When Words Fail

This Memorial Day weekend, I am clinging to God’s promise that death, evil and war are not the final word.  Jesus is, who was given up for our trespasses and raised for our justification (Romans 4:25). 

 

Maya Lin designed the Vietnam Memorial in Washington DC.  It is sunken.  You must walk down a ramp to the memorial so that the viewer is below ground, as the dead are.  The names of the fallen soldiers are etched into reflective black stone so that you see your own reflection as you read their names.  It is a humbling, sobering reality that none of us lives up to.  The world for which they gave their lives is still in great need of peace.  While wars have been won, and evil exposed, our problem still rages on.  Each generation generates it and faces it.  We live in a world reflected in black.

We honor our soldiers this weekend and assure them that their sacrifice is beautiful and precious and honored.  They fought for us and we are grateful.  It is not their fault that the world is still reflected in black.  The problem is beyond the scope of any of us.  Maya Lin put us all in the place where we truly are – especially if you are a Christian – in the black crying out for mercy.

WHAT YOU WILL DO:
1. Set down the passage of the Memorial Day reflection starting with "This Memorial Day" and going on through "justification (Romans 4:25).", word for word.
2. Answer these questions from the Memorial Day reflection:
(a) Which Bible verse is cited for the statement that Jesus was given up for our trespasses and raised for our justification?
(b) Who designed the Vietnam Memorial in Washington DC?
(c) Into what material are the names of the fallen soldiers etched?

Point-per-instance localization records:
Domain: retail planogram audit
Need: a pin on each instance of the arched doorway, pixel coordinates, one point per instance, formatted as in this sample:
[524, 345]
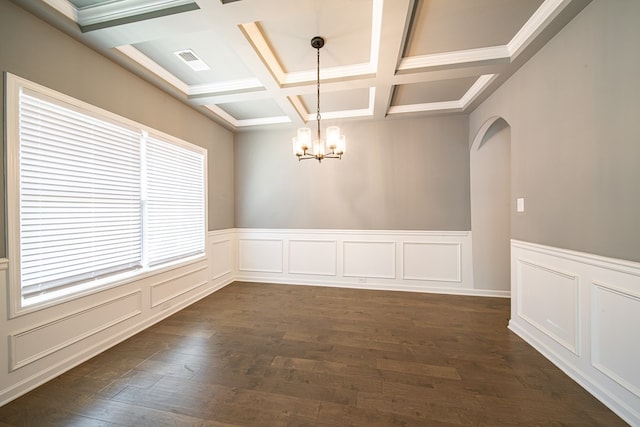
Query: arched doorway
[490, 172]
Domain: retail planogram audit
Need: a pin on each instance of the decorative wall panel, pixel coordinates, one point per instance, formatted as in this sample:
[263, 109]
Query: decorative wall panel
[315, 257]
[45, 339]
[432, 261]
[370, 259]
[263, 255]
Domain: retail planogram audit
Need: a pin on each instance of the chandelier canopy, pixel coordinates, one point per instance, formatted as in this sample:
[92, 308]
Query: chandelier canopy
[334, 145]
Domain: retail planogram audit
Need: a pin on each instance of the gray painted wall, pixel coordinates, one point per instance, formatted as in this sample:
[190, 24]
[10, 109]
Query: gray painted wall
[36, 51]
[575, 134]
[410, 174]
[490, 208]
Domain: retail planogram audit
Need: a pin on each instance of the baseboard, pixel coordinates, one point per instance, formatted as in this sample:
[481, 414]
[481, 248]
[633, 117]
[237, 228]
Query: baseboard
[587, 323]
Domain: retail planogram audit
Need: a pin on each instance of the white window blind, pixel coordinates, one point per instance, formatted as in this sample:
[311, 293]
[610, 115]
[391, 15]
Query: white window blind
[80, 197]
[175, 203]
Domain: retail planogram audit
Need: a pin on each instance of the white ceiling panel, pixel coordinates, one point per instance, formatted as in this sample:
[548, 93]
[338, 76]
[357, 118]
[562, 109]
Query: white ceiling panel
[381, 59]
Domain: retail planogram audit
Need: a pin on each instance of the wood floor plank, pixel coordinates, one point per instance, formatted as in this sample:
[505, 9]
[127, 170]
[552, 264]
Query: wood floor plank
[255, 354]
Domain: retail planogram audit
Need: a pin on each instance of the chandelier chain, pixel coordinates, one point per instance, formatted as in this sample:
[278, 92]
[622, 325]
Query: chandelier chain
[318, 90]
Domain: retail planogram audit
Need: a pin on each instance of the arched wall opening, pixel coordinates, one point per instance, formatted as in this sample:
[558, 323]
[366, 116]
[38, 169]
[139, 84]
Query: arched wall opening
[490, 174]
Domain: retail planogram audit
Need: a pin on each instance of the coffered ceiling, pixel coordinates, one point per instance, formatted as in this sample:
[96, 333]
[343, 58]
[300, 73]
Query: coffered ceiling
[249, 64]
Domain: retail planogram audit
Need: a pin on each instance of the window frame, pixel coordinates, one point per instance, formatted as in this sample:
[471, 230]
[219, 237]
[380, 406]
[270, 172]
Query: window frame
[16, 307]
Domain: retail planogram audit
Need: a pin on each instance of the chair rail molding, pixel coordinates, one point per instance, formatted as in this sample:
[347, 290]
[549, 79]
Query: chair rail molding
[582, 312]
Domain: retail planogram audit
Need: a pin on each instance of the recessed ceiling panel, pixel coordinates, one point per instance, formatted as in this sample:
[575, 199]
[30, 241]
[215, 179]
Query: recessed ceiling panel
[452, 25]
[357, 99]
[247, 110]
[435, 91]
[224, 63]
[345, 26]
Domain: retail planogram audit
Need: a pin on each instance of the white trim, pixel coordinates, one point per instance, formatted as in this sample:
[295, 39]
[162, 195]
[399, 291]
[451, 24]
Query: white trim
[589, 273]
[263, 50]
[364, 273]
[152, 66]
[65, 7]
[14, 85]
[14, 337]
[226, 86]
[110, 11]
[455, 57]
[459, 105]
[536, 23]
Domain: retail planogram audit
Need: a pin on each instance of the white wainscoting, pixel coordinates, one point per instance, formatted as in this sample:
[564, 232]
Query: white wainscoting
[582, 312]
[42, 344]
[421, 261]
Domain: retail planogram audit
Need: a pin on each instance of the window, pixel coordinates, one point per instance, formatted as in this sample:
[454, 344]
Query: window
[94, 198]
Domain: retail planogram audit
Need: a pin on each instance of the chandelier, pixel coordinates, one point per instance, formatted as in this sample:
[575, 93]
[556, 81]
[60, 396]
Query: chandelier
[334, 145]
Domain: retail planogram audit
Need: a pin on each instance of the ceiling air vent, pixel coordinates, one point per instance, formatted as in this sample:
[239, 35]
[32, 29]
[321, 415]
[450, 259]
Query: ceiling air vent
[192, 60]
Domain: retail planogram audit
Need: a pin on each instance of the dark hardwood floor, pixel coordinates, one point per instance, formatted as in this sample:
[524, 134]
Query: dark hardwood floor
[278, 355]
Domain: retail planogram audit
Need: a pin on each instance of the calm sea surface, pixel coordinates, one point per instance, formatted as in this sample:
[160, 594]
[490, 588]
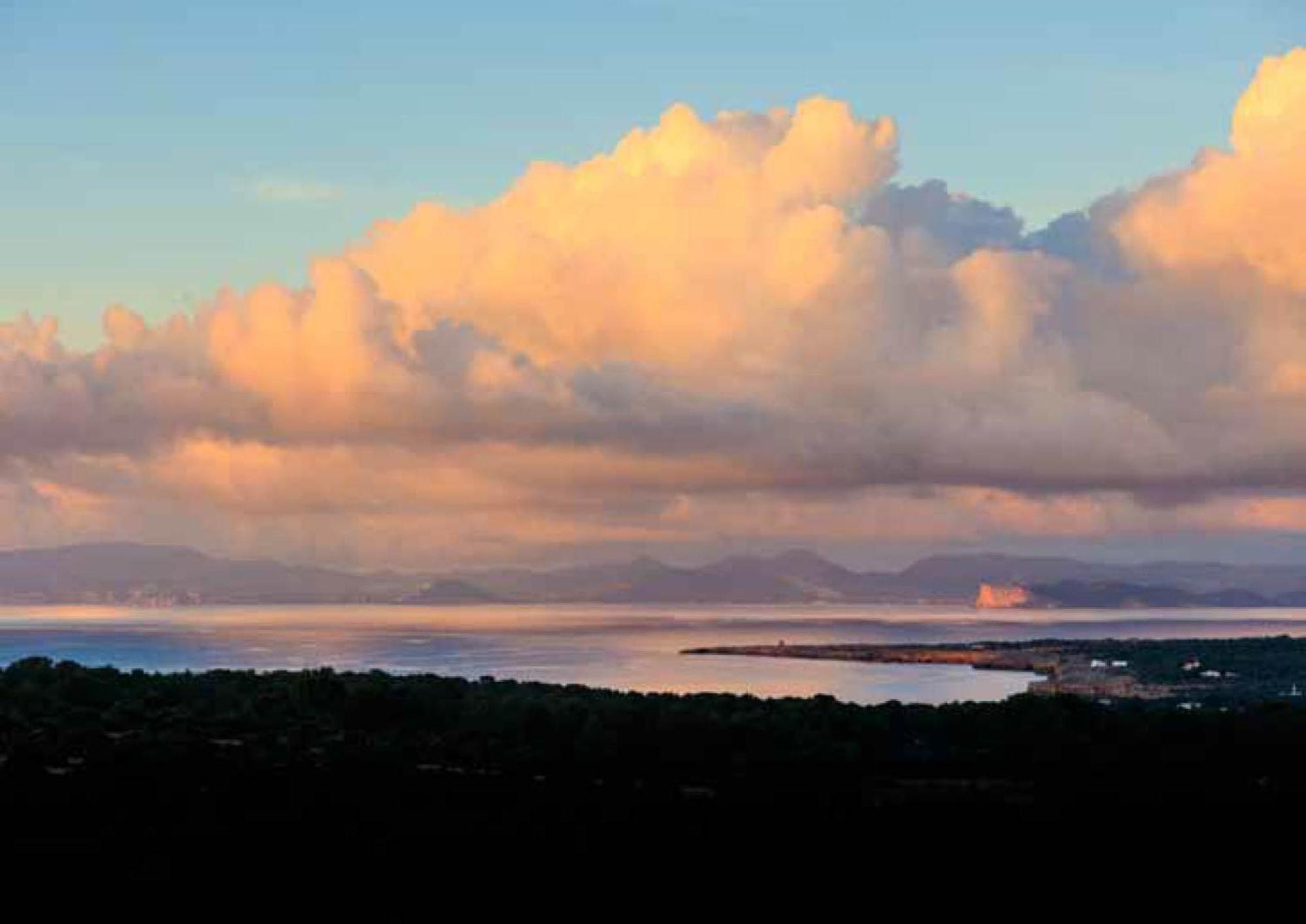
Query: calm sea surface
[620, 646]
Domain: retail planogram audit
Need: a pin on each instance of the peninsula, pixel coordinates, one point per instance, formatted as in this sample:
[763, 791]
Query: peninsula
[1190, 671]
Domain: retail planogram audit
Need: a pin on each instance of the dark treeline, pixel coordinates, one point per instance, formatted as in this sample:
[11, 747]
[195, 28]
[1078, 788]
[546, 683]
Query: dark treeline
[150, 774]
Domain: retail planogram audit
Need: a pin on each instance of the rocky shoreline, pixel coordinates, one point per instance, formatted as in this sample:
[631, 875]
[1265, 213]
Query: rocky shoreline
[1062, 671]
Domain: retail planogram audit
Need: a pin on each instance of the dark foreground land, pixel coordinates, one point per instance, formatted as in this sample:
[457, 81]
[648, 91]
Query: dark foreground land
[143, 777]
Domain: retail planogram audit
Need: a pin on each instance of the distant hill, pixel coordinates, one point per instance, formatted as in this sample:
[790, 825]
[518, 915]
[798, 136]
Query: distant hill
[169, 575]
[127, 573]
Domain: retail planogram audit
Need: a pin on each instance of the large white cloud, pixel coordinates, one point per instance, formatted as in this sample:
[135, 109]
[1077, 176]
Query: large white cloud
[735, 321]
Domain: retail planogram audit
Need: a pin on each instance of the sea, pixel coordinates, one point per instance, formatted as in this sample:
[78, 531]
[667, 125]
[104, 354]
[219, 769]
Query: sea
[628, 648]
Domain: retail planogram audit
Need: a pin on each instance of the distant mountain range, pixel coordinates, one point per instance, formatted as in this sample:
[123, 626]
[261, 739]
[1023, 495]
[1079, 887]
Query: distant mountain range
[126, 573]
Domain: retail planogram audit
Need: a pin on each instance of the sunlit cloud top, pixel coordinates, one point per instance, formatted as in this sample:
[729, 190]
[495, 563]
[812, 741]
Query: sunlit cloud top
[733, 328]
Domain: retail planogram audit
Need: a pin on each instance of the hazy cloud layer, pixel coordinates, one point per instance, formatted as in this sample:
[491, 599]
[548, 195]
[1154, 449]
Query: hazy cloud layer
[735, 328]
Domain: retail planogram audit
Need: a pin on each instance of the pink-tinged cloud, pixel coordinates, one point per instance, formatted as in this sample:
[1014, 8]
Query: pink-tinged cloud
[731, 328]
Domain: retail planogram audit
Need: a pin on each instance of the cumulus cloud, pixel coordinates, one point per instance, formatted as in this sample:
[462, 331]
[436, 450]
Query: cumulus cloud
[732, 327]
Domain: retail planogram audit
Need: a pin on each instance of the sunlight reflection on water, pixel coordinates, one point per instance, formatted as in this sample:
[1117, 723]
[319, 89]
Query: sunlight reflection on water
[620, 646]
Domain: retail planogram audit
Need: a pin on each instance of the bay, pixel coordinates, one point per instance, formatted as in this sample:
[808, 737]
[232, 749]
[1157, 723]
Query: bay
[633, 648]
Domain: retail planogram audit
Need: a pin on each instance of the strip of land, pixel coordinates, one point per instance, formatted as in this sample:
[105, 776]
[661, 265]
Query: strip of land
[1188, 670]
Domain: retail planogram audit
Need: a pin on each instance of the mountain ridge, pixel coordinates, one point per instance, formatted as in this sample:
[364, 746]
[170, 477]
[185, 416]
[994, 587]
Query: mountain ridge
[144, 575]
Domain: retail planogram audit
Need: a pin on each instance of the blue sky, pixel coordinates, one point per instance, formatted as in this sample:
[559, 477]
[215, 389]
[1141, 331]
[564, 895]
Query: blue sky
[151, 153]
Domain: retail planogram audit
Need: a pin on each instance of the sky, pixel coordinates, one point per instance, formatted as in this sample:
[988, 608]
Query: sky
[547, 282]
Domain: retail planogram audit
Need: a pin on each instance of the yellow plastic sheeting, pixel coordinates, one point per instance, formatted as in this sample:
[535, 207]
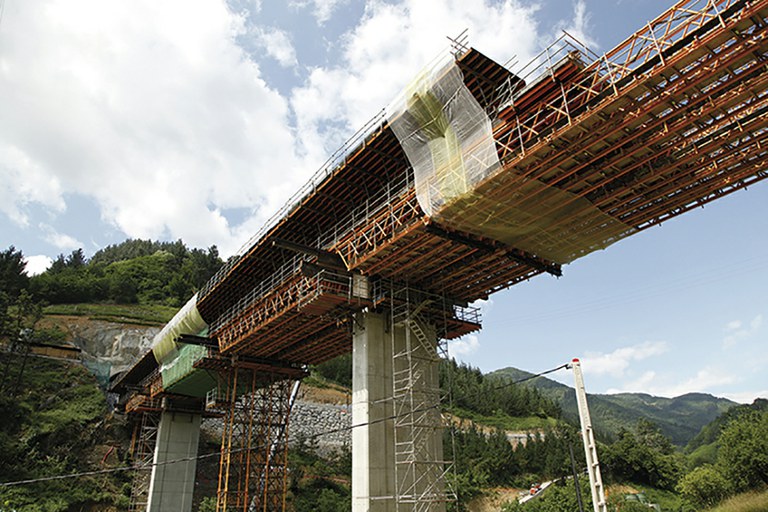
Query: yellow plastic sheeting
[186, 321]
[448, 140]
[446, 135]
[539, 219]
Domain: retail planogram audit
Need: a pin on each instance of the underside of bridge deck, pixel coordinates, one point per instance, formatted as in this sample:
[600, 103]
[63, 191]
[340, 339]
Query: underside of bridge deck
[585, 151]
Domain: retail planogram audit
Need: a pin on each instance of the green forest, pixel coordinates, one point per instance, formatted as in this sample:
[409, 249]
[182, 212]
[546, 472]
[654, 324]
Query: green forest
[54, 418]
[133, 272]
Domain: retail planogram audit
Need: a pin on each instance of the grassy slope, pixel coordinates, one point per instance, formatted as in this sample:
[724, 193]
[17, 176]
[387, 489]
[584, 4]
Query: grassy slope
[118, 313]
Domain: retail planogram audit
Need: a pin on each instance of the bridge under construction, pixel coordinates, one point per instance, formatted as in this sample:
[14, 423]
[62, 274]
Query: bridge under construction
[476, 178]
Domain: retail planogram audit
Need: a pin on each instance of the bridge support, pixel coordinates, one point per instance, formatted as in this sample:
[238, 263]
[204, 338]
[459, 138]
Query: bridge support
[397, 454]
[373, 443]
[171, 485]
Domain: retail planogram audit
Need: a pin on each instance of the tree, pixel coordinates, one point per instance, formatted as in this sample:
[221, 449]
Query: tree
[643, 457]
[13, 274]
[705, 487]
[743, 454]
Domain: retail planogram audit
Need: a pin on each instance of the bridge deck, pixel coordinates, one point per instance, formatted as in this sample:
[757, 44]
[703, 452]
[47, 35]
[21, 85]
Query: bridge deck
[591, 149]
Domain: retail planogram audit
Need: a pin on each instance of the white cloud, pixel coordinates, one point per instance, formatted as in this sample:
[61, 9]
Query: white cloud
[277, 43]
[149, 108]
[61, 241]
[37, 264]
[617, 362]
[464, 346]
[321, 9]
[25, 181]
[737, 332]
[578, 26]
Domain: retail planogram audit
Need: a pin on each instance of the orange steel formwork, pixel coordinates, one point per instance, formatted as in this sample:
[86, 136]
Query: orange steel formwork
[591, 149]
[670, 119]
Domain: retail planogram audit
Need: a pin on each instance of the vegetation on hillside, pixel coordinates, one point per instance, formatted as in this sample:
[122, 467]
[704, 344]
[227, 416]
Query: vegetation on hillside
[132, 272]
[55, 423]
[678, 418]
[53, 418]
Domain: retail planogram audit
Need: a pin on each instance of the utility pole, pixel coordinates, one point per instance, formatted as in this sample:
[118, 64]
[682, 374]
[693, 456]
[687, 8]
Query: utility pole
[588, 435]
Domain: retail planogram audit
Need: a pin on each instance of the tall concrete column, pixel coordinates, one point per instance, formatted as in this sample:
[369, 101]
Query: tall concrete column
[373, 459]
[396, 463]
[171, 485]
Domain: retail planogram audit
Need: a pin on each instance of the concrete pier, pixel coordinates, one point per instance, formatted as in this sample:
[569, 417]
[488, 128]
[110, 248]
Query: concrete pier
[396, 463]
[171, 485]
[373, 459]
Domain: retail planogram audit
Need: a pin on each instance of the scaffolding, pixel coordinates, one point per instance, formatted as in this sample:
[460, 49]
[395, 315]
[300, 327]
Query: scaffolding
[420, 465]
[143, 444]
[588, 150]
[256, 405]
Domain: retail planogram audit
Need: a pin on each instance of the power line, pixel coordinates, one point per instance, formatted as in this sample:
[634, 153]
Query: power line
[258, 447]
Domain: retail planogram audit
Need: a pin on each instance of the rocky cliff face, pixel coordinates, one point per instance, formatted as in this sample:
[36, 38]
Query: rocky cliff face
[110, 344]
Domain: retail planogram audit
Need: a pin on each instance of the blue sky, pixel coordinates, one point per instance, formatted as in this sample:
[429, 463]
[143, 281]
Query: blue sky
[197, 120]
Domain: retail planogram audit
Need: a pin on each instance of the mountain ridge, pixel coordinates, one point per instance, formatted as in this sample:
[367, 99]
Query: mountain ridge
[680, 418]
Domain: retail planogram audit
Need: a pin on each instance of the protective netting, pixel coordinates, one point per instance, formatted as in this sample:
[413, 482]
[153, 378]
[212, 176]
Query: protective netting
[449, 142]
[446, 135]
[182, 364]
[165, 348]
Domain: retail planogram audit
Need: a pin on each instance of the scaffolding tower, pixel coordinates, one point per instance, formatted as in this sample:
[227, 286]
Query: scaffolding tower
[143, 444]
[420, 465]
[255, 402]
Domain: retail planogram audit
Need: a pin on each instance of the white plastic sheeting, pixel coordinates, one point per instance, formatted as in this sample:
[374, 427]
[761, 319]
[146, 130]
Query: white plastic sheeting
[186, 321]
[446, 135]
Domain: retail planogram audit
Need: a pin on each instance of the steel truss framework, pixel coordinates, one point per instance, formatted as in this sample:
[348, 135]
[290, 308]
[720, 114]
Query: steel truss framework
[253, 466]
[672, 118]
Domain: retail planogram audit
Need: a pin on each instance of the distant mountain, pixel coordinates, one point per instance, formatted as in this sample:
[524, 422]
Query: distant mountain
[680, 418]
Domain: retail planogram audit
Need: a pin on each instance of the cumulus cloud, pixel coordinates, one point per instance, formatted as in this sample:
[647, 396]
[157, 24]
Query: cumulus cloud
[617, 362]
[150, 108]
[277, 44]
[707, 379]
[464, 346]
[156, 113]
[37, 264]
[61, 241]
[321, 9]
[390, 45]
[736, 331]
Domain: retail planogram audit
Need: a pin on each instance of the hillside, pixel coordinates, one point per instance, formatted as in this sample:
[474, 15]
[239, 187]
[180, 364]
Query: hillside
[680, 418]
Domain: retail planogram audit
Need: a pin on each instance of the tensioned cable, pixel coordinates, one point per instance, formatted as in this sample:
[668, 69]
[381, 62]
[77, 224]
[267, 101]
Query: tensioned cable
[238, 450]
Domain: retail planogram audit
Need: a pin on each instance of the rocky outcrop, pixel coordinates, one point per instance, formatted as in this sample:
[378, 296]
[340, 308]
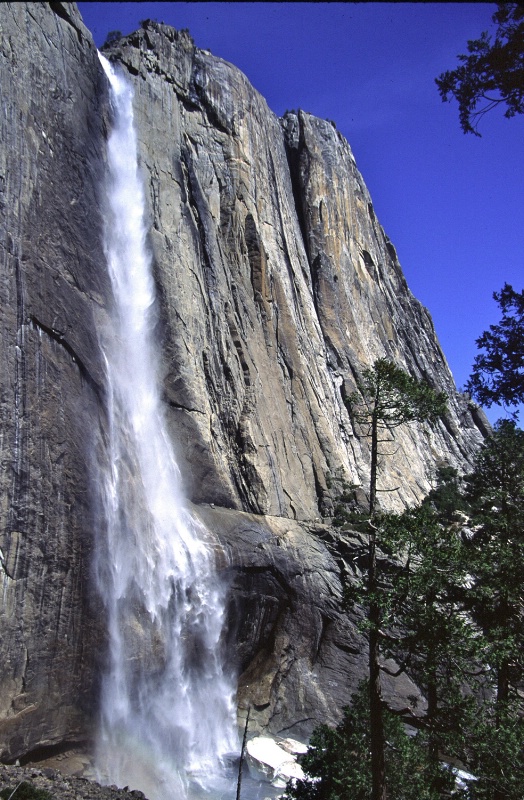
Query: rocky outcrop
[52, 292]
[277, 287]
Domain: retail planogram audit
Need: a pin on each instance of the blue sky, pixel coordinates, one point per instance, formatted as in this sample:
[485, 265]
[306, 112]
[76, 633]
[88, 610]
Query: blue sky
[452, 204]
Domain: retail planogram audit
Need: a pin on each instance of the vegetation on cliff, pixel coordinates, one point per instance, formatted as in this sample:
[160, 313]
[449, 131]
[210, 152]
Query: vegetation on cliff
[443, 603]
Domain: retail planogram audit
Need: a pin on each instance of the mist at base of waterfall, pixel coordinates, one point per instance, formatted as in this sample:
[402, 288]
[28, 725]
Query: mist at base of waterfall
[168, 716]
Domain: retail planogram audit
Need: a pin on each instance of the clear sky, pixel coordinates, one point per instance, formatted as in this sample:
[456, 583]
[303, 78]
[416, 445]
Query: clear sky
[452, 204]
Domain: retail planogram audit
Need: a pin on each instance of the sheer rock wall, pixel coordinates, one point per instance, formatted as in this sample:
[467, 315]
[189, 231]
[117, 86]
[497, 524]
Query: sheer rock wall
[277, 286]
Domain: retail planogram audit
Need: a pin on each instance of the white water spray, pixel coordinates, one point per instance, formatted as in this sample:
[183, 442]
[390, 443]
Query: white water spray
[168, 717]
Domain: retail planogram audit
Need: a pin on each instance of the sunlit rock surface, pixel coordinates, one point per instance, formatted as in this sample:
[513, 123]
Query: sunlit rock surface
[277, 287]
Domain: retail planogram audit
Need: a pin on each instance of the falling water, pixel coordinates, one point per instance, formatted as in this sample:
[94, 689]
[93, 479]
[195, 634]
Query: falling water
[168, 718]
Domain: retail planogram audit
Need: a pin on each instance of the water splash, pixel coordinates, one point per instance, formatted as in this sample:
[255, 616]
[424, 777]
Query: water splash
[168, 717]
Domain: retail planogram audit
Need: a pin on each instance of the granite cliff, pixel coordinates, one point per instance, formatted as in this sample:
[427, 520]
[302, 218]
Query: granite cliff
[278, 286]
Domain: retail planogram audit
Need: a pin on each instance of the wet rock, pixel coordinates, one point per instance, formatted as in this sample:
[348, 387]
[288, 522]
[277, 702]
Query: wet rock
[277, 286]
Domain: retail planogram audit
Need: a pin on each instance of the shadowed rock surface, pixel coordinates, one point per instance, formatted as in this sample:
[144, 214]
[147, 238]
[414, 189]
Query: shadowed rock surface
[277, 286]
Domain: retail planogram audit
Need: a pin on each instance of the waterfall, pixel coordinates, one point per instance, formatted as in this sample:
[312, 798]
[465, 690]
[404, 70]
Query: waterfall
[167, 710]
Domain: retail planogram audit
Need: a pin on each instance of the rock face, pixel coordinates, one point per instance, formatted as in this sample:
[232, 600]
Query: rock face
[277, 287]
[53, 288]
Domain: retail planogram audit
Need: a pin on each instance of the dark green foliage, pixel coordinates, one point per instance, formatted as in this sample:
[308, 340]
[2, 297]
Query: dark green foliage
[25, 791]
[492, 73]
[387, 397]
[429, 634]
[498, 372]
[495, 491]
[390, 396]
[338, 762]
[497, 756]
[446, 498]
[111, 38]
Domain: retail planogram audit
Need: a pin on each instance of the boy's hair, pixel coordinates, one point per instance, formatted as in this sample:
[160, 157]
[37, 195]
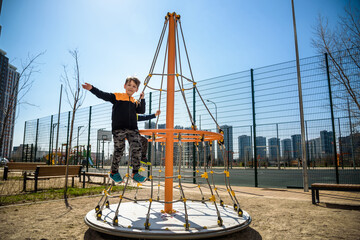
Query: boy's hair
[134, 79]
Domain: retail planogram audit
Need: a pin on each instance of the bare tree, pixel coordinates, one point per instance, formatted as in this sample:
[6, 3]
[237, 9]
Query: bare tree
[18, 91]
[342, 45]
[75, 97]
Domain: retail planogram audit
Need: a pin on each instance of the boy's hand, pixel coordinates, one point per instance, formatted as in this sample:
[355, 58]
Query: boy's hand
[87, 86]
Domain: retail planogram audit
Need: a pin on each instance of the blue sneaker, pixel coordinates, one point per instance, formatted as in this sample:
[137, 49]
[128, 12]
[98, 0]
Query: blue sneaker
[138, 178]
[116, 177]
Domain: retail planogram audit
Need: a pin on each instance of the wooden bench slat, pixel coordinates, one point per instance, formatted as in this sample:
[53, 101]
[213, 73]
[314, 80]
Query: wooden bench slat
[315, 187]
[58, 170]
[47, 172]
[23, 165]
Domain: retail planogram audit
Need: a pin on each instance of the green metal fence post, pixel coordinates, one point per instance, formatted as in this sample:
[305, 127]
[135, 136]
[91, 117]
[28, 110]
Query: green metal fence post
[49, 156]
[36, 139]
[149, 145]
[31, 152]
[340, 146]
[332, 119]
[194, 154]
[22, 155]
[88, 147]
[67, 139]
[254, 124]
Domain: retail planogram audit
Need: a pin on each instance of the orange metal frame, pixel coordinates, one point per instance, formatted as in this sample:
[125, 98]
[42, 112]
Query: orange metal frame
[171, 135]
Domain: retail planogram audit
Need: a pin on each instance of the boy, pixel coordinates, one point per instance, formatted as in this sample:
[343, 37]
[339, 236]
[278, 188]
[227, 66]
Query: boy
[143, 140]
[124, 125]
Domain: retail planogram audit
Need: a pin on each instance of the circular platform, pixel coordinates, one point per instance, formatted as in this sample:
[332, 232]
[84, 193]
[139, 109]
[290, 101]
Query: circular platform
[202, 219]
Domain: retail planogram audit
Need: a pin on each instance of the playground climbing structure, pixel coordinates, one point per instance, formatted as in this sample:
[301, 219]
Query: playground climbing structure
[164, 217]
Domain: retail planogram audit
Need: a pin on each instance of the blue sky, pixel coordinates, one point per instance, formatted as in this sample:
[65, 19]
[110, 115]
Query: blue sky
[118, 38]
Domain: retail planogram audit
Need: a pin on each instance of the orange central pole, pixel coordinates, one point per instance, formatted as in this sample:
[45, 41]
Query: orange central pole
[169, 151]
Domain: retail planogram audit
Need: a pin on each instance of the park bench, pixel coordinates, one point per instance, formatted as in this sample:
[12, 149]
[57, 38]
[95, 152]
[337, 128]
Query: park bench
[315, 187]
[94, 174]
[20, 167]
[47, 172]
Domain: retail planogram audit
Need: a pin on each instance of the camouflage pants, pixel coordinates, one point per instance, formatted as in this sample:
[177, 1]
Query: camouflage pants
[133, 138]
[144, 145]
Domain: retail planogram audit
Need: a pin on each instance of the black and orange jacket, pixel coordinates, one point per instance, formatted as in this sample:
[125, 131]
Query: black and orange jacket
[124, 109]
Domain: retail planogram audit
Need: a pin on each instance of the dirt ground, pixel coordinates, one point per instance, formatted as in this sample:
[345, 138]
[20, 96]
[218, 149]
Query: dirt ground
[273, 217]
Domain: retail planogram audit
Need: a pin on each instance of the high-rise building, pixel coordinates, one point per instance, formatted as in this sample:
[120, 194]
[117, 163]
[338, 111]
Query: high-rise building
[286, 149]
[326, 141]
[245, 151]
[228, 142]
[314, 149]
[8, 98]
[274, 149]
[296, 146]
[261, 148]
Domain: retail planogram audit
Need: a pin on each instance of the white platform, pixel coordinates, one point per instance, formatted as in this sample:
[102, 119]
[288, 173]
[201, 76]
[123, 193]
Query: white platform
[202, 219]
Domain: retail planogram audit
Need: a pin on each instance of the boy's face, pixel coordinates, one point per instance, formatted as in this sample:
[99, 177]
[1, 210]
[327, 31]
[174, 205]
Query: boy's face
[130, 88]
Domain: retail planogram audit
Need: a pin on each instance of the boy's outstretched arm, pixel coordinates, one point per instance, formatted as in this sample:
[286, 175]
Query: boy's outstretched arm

ANSWERS TO EACH TASK:
1.
This Memorial Day weekend, I am clinging to God’s promise that death, evil and war are not the final word.  Jesus is, who was given up for our trespasses and raised for our justification (Romans 4:25).

2.
(a) Romans 4:25
(b) Maya Lin
(c) Reflective black stone